Excerpted data ->
────────────────────────────────────────

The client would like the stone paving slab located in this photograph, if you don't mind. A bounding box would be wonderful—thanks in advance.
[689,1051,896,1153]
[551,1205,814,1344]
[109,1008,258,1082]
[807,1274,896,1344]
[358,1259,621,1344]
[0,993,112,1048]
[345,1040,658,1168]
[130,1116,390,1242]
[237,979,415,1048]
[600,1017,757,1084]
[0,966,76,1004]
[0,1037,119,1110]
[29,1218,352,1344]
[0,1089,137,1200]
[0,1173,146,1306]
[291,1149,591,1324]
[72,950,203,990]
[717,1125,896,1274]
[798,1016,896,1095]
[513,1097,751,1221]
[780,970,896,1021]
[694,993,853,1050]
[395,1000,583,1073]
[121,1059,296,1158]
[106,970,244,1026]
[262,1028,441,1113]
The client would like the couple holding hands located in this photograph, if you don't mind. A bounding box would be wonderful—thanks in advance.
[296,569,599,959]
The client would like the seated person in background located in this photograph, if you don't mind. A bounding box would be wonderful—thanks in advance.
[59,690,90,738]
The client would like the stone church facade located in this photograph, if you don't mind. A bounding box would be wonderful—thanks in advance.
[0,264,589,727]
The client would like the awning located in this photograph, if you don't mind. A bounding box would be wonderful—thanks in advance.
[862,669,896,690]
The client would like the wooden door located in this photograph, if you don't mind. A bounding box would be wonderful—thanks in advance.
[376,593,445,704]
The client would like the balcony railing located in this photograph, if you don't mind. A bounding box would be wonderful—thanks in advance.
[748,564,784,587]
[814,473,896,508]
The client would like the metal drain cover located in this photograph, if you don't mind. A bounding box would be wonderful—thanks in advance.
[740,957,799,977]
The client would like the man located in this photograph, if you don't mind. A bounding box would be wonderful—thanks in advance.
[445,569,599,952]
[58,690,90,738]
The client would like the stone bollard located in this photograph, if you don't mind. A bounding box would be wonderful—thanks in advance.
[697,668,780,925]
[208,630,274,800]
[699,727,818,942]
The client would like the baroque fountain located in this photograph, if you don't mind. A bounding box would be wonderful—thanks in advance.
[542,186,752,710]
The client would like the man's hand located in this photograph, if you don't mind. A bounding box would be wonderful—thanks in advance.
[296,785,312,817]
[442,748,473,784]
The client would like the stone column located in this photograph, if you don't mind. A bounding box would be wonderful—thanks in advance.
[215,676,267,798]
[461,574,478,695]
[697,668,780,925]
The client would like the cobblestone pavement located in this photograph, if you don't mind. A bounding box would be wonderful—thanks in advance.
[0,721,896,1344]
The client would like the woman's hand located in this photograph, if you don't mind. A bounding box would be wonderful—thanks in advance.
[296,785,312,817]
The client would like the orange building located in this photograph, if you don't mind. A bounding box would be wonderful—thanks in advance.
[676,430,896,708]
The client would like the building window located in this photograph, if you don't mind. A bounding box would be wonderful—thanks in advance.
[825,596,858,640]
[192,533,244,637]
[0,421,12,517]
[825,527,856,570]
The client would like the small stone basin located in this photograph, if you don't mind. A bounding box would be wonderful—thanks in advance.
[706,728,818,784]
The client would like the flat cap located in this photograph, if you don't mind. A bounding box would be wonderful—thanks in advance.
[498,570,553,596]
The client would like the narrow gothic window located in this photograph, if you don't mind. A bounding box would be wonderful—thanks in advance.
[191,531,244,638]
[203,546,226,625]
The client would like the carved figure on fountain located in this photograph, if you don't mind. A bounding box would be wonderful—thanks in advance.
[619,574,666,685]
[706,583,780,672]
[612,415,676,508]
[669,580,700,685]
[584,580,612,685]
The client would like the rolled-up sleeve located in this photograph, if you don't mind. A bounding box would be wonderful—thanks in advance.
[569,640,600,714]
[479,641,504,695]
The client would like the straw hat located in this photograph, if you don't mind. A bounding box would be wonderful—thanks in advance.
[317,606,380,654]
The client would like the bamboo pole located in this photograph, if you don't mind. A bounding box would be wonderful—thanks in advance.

────────────────────────────────────────

Turn every one of the lines above into a Markdown table with two columns, Row and Text, giving each line its own numbered row and skipping any blank lines.

Output for this exercise ->
| Row | Text |
|---|---|
| 1 | The client would like the stone paving slab located in this photograph, if you don't mind. A bounding box would be wonderful—thanks in advance. |
| 2 | [689,1051,896,1153] |
| 3 | [551,1205,814,1344] |
| 4 | [109,1008,258,1082] |
| 5 | [807,1274,896,1344] |
| 6 | [358,1259,621,1344] |
| 7 | [0,993,112,1048] |
| 8 | [345,1040,658,1168] |
| 9 | [130,1116,390,1242] |
| 10 | [237,979,415,1048] |
| 11 | [600,1017,757,1084] |
| 12 | [0,966,76,1004] |
| 13 | [0,1037,119,1110] |
| 14 | [29,1218,352,1344] |
| 15 | [0,1089,137,1200] |
| 16 | [0,1173,146,1306] |
| 17 | [291,1149,591,1324] |
| 18 | [72,950,203,990] |
| 19 | [717,1125,896,1274] |
| 20 | [798,1016,896,1095] |
| 21 | [513,1097,751,1221] |
| 22 | [780,970,896,1021] |
| 23 | [694,993,853,1050] |
| 24 | [395,1000,583,1073] |
| 25 | [121,1059,296,1158] |
| 26 | [106,970,244,1026] |
| 27 | [262,1028,441,1113] |
| 28 | The client would like the couple holding hands located in this photograph, if you don't mind. A bounding box would be wonderful—thanks in advance. |
| 29 | [296,569,599,959] |
| 30 | The client would like the seated person in background located in this photograph, if you don't mind. A bounding box would be wonderful—thanks in advance. |
| 31 | [59,690,90,738] |
| 32 | The client would like the stone church facade located in this photograph, if you don't mind. A bounding box would be wonderful—thanks in advance. |
| 33 | [0,264,589,727] |
| 34 | The client would like the awning located in this photograph, if you don't mind. A bounding box would be wonderful—thanks in advance. |
| 35 | [862,669,896,690] |
| 36 | The client would like the wooden door located in this photograph, if you don't mind. A bounding box would be wonderful—thanks in advance. |
| 37 | [376,593,445,704] |
| 38 | The client would like the balcony railing located in this photograph, if you don't mind. A bounding box would be wonderful—thanks in advance. |
| 39 | [748,564,784,587] |
| 40 | [814,473,896,508] |
| 41 | The client would like the metal drain cover located in this photograph, if you don't mind. A bounding box would be wonderful—thanks in advance. |
| 42 | [740,957,799,977] |
| 43 | The client would like the man located in this photograph, if you don't mind. A bounding box would be wonderful—thanks in advance. |
| 44 | [445,569,599,952] |
| 45 | [58,690,90,738] |
| 46 | The client would like the stone bollard located in this photograph, if you don't mind. A bounding box would be wonderful—thanks in advance. |
| 47 | [697,668,780,925] |
| 48 | [208,630,274,800] |
| 49 | [699,727,818,942] |
| 50 | The client would like the baroque fountain located in this photograph, if you don't mind. A bounding box would be wonderful—thanks in advance. |
| 51 | [542,186,752,710] |
| 52 | The client would like the man's hand located in this photograph, if you don't mind. A bounding box would be wonderful—thanks in advance. |
| 53 | [296,785,312,817] |
| 54 | [442,748,473,784] |
| 55 | The client would like the stone column located in this photograph, if you don't mind. A bounding box would be wonderful—thanks in advance. |
| 56 | [215,676,267,798] |
| 57 | [461,574,478,695] |
| 58 | [697,668,780,925] |
| 59 | The client would like the cobblestone pavement located in this photograph, if you don't mind. A bounding box would be wonderful—thanks in advance. |
| 60 | [0,721,896,1344] |
| 61 | The client would like the woman's hand located in this photograph, if you don't mind. A bounding box would be wonderful—thanks in advance. |
| 62 | [296,785,312,817] |
| 63 | The client would like the orange building located in this photograph, if you don't mind. A bounding box would be wonderful—thanks in advance. |
| 64 | [676,430,896,708] |
| 65 | The client would like the building window located in this photograph, if you don't mind. A bounding box would be wonderful—thanks in advance. |
| 66 | [825,596,858,640] |
| 67 | [192,533,244,637] |
| 68 | [0,421,12,517] |
| 69 | [825,527,856,570] |
| 70 | The client would like the small stone basin located in this photograph, if you don't mind. A bounding box would be wonderful—thanks in advance. |
| 71 | [706,728,818,784] |
| 72 | The client would like the flat cap located in this photograph, if you don't mind. A bounding box would be wonderful—thanks in advance. |
| 73 | [498,570,553,596] |
| 74 | The client would like the narrow gothic window located in this photograph, if you don't mind. A bounding box would be wonderful—thanks in advance. |
| 75 | [191,531,244,638] |
| 76 | [203,546,226,625] |
| 77 | The client would like the carved figure on fountain located in this photograph, if you don't mind. A bounding box would be wonderful—thanks in advance. |
| 78 | [619,574,666,685] |
| 79 | [706,583,780,672] |
| 80 | [612,415,676,508] |
| 81 | [669,580,700,685] |
| 82 | [584,580,612,685] |
| 83 | The client would like the rolled-up sleeve located in this photograph, if you don't mind. A bounding box would be wonderful—thanks in advance. |
| 84 | [569,640,600,714] |
| 85 | [479,641,504,695] |
| 86 | The client would like the straw hat located in this photograph, if you don't mind. A bounding box would be wonderful—thanks in advance. |
| 87 | [317,606,380,654] |
| 88 | The client would like the bamboo pole located in this photograph, if you don't mind. A bounding box would be wonderful—thanks in advance. |